*EXCERPTED DATA*.
================
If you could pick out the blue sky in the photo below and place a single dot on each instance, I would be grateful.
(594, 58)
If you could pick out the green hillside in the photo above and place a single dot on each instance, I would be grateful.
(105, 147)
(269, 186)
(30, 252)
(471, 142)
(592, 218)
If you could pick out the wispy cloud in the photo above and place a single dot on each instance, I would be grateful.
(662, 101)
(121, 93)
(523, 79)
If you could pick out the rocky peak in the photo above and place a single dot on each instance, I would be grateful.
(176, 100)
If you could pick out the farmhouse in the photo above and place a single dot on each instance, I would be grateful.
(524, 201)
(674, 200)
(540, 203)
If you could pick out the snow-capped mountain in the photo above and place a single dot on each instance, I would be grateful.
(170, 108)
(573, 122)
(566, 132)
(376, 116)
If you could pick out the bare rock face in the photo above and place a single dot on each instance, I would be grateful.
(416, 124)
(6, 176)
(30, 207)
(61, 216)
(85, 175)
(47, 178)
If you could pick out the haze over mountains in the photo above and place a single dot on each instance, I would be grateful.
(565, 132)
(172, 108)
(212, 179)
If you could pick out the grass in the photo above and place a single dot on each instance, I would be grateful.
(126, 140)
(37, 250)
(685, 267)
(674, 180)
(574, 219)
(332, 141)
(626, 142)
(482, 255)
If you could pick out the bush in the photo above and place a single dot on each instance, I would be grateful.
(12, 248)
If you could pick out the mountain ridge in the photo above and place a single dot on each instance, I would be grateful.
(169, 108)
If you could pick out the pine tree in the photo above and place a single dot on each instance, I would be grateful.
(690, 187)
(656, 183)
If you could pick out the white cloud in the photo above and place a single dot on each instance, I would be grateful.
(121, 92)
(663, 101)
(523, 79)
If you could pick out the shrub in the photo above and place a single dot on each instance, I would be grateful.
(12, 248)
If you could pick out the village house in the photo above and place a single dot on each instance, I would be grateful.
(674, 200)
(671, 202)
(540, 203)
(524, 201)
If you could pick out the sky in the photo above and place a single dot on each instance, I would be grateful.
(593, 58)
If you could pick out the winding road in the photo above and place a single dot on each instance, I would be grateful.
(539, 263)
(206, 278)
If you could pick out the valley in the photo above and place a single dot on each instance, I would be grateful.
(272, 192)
================
*TASK DESCRIPTION*. You are asked to reproduce word for word the line containing "If you could pick out the shrub" and every subsequent line through the end of the entries.

*ANSWER FOR THE TASK*.
If you could pick out the shrub in the photo above and place a single dot on each instance, I would be grateful.
(12, 248)
If you could pick out the village house in the photo above and place a single dot on each instance, I would be grateful.
(674, 200)
(671, 202)
(540, 203)
(524, 201)
If you could pick out the sky in the photo above and place a single dot on each instance, I would be grateful.
(593, 58)
If you could pick out the winding road in the photo above and place a single dot on each instance, I would be grateful.
(539, 263)
(206, 278)
If you could pick out the valley in the photo above and place a single dot on each instance, I would be grateful.
(272, 192)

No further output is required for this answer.